* _Items excerpted from a collection_

* Begin *

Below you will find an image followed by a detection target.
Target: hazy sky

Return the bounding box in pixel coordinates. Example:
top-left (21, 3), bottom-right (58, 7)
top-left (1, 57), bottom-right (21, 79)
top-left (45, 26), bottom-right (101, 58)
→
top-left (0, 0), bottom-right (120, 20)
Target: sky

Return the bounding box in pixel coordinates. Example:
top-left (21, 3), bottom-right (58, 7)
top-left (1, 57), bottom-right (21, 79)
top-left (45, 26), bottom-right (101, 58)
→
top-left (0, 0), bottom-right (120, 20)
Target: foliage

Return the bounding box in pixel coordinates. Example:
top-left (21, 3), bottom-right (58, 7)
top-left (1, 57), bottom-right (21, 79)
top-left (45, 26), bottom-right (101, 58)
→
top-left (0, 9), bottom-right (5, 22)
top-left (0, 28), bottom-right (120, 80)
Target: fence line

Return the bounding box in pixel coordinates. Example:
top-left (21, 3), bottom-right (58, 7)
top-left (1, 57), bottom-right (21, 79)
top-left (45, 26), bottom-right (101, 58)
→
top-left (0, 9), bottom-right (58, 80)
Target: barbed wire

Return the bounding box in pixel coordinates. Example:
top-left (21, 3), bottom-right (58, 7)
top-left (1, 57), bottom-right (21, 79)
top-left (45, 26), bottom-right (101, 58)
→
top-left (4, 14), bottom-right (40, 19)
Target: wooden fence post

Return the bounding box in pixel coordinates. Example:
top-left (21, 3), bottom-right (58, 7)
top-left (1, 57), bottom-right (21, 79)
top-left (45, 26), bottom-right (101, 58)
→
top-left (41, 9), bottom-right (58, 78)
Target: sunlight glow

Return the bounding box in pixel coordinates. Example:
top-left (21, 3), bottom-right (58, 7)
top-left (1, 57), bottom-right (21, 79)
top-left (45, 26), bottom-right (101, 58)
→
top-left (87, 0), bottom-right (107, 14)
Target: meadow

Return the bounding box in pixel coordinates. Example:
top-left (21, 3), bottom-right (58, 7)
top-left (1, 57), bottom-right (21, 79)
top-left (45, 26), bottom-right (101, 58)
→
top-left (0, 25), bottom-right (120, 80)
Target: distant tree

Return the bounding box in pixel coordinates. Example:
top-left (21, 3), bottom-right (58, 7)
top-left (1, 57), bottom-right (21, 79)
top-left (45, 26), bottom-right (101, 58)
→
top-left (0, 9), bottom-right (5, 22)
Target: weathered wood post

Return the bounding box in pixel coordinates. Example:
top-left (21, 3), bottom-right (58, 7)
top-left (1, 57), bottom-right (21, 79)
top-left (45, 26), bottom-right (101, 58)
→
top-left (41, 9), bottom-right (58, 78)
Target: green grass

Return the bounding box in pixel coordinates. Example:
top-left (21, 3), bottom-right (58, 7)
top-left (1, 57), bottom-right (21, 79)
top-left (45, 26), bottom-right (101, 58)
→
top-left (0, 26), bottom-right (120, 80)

* End *

* _REQUIRED WORK_
Rescale the stretch from the line containing "Target: sunlight glow" through the line containing "top-left (87, 0), bottom-right (107, 14)", both included, and write those lines out again, requests too. Multiply every bounding-box coordinate in the answers by 0.5 and round to whole numbers with halves going up, but leave the requests and their sample coordinates unchanged.

* _EXERCISE RESPONSE_
Target: sunlight glow

Return the bounding box in pixel coordinates. Example:
top-left (21, 3), bottom-right (58, 7)
top-left (1, 57), bottom-right (21, 79)
top-left (45, 26), bottom-right (101, 58)
→
top-left (44, 0), bottom-right (54, 7)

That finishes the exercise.